_Görev 1_: Alıntıya göre Sare Davutoğlu gazetecilere röportajı hangi ülkeden dönüşünde verdi?
_Görev 2_: Lütfen alıntının "Milliyet'ten Serpil Çevikcan, Sare" ifadesiyle başlayıp "olan Ahmet Bey." ifadesiyle biten kısmını, "Ahmet Bey" yerine "Ahmet Davutoğlu" koyarak düzenleyip yeniden yaz.

== Verilen Alıntı ==

Başbakan'ın eşi Sare Davutoğlu ilk röportajını verdi!
Röportaj vermeyi, fotoğraf çektirmeyi çok sevmeyen Sare Davutoğlu, 5. Uluslararası İş Kadınları Forumu'nun yapıldığı Katar'dan dönüşünde gazetecilere röportaj verdi.
Milliyet'ten Serpil Çevikcan, Sare Davutoğlu'nun, eşinin Başbakan
olmasıyla yaşadıkları değişimi, aile hayatıyla ilgili önemli
ayrıntıları, kadınların sorunlarını ve başörtüsü meselesini
anlattığı açıklamalarını derledi.
İŞTE O RÖPORTAJ
Çok röportaj vermeyi sevmiyorsunuz, neden?
Çok ön plana çıkmak biraz karakterle ilgili bir şey. Sonuçta asıl
olan Ahmet Bey.
Ahmet Bey siyasete girdikten sonra hayatınızda ne
değişti?

===
== Listelenen Kayıtlar ==

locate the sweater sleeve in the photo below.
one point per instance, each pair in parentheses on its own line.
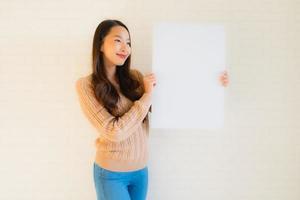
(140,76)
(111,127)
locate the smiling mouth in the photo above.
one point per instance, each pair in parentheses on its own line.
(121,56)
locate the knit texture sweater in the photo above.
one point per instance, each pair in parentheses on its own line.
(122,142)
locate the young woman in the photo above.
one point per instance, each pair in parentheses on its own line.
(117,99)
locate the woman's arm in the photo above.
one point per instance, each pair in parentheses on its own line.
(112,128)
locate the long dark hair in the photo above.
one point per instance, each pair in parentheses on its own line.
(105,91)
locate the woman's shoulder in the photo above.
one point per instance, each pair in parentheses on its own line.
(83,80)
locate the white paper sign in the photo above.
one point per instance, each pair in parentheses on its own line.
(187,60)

===
== Listelenen Kayıtlar ==

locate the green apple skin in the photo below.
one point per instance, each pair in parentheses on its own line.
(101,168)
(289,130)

===

_Beklenen Çıktı 1_: Katar'dan dönüşünde verdi.

_Beklenen Çıktı 2_:
Milliyet'ten Serpil Çevikcan, Sare Davutoğlu'nun, eşinin Başbakan
olmasıyla yaşadıkları değişimi, aile hayatıyla ilgili önemli
ayrıntıları, kadınların sorunlarını ve başörtüsü meselesini
anlattığı açıklamalarını derledi.
İŞTE O RÖPORTAJ
Çok röportaj vermeyi sevmiyorsunuz, neden?
Çok ön plana çıkmak biraz karakterle ilgili bir şey. Sonuçta asıl
olan Ahmet Davutoğlu.